В центре сюжета, в общем смысле, снова борьба условного света с условной тьмой. Àкторы этой битвы по-елизаровски чудны и уродливы – как физически, так и морально: Сапогов, «продавший душу» тёмным силам старик-маргинал, бывший конторский служащий; Клава Половинка – классическая алкоголичка, полностью опустившаяся особа; Макаровна и Гвариловна – колдуньи, плюющие на иконы и кресты; ведьмак Прохоров – их товарищ по ведьмовству (привет бабкам и дедам из «Библиотекаря»). Есть ещё Псарь Глеб, выгуливающий на поводке невидимых собак, собирательный образ позднесоветского маньяка Тыкальщик – ну и прочие элементы разной степени деклассированности и злобы.
Совсем чуть-чуть из этого потока выбивается мальчик Костя. Он вызвал стойкую ассоциацию с Колей Герасимовым из «Гостьи из будущего» – в нём, в отличие от перечисленных выше, есть что-то человеческое, не тронутое погибелью и разложением.

Данные записи -
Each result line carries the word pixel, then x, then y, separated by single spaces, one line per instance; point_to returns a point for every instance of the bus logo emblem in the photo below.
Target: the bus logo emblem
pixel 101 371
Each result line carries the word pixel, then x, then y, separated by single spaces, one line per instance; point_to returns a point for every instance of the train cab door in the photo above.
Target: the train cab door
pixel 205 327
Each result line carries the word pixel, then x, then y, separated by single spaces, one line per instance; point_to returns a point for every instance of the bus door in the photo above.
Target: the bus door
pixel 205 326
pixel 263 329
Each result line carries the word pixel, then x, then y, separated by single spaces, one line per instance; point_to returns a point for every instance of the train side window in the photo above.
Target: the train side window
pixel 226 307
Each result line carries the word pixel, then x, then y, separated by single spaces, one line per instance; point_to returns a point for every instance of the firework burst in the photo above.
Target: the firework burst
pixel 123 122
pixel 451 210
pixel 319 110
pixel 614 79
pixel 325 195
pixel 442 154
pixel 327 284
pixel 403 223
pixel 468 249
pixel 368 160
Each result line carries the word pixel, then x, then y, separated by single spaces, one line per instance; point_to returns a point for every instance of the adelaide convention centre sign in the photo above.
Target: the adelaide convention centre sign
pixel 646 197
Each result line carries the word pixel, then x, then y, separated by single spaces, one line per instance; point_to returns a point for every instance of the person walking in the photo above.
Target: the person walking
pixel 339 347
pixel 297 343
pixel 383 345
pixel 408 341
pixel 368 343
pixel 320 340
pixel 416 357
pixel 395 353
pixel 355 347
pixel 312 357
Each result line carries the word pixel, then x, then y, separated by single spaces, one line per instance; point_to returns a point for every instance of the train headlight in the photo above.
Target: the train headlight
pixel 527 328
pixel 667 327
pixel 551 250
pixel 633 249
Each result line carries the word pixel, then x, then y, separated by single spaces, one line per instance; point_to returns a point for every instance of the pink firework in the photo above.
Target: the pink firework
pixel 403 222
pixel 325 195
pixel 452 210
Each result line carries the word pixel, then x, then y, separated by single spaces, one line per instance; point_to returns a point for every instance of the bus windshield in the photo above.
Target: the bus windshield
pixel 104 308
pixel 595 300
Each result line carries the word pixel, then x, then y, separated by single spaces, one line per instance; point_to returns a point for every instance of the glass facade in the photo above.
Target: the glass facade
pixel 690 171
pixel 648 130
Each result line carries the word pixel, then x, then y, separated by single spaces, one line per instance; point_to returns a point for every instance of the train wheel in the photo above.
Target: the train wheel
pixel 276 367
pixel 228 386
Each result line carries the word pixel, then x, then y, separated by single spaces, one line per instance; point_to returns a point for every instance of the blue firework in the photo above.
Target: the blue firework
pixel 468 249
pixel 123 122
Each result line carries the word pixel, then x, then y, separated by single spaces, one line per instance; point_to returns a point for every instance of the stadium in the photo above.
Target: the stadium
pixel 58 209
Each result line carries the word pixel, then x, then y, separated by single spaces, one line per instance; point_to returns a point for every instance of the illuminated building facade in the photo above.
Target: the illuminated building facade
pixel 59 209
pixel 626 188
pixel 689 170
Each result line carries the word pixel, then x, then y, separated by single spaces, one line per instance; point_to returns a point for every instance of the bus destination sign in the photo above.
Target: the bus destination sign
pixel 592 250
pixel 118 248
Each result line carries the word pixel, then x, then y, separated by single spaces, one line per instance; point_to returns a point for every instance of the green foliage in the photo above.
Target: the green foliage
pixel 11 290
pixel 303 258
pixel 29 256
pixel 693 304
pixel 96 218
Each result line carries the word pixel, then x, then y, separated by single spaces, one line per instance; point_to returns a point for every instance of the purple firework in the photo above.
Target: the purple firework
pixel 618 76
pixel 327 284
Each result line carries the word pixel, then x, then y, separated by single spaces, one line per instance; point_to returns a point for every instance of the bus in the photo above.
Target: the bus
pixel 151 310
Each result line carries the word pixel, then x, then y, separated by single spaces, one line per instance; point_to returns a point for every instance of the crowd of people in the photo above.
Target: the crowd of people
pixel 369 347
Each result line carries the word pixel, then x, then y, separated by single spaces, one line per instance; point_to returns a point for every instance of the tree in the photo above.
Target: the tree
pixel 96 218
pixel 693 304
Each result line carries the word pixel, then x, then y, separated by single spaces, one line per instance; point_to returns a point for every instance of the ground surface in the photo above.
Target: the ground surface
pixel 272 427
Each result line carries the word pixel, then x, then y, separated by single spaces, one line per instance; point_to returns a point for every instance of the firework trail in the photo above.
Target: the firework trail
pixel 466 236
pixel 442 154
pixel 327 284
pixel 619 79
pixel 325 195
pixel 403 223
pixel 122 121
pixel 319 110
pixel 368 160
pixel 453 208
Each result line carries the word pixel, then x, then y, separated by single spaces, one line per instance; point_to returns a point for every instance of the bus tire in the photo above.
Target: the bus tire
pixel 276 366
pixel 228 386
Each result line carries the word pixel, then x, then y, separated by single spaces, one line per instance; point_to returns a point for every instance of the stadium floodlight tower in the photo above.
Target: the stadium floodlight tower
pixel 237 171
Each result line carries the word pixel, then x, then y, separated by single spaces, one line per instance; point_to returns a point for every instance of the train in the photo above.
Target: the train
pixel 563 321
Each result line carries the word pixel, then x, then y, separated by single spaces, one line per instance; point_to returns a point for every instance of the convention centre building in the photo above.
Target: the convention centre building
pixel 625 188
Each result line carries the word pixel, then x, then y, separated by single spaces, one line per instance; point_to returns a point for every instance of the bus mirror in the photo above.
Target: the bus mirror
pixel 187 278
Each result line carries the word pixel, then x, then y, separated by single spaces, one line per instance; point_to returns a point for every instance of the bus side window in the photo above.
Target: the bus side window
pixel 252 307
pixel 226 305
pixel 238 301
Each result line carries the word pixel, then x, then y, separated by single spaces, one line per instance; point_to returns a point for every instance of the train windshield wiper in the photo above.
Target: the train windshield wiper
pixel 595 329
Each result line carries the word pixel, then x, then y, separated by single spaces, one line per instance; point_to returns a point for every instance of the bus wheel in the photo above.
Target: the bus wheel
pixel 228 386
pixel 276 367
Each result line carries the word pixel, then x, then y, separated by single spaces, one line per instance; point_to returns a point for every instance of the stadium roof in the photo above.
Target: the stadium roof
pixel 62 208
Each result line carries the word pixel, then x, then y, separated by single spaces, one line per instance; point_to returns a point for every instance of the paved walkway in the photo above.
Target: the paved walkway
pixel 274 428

Задание A -
Приведите ещё раз часть исходного текста: начните со слов «В центре сюжета, в» и остановитесь после слов «деклассированности и злобы.».
Задание B -
Сообщите без изменений каждую строку записей, в которой встречается слово «crowd». Регистр букв учитывается.

Итоговый ответ A -
В центре сюжета, в общем смысле, снова борьба условного света с условной тьмой. Àкторы этой битвы по-елизаровски чудны и уродливы – как физически, так и морально: Сапогов, «продавший душу» тёмным силам старик-маргинал, бывший конторский служащий; Клава Половинка – классическая алкоголичка, полностью опустившаяся особа; Макаровна и Гвариловна – колдуньи, плюющие на иконы и кресты; ведьмак Прохоров – их товарищ по ведьмовству (привет бабкам и дедам из «Библиотекаря»). Есть ещё Псарь Глеб, выгуливающий на поводке невидимых собак, собирательный образ позднесоветского маньяка Тыкальщик – ну и прочие элементы разной степени деклассированности и злобы.

Итоговый ответ B -
Each result line carries the word pixel, then x, then y, separated by single spaces, one line per instance; point_to returns a point for every instance of the crowd of people in the photo above.
Target: the crowd of people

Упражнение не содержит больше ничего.